[Exercise aim]
Determine how many lines of the data below contain the word "tile", and give only that number.
--- start Supplied records ---
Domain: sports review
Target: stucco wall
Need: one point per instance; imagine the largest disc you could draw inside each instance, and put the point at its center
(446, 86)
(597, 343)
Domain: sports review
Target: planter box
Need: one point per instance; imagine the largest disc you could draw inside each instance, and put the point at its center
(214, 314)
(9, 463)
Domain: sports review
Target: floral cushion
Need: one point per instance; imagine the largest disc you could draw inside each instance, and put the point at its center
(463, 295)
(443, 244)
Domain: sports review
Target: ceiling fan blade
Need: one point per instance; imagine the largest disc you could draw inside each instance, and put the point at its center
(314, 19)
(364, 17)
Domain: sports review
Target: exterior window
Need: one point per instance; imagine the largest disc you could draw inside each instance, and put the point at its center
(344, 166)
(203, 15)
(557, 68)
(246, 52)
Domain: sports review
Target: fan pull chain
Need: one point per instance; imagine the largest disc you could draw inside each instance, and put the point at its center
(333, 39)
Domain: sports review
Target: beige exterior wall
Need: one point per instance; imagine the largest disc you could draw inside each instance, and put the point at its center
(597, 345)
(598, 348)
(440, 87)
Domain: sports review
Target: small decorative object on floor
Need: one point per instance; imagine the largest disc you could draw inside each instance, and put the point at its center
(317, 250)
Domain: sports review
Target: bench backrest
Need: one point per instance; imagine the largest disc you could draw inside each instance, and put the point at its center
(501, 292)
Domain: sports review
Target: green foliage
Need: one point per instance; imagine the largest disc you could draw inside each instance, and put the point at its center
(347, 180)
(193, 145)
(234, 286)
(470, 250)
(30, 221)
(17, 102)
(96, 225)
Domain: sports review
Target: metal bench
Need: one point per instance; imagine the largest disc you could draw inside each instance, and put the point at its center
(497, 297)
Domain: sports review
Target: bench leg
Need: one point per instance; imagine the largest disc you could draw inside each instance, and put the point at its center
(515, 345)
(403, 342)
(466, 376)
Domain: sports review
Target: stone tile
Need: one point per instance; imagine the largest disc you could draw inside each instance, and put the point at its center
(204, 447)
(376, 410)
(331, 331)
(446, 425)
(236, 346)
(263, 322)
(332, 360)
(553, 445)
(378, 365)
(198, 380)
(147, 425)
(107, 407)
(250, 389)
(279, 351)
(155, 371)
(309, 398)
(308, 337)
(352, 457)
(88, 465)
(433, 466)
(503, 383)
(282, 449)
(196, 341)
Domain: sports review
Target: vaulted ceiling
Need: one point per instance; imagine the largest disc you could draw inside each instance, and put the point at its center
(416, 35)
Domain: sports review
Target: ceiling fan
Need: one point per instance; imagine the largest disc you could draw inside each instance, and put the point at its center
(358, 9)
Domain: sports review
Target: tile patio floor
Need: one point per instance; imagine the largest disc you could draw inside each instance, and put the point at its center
--- end Supplied records ---
[Complete response]
2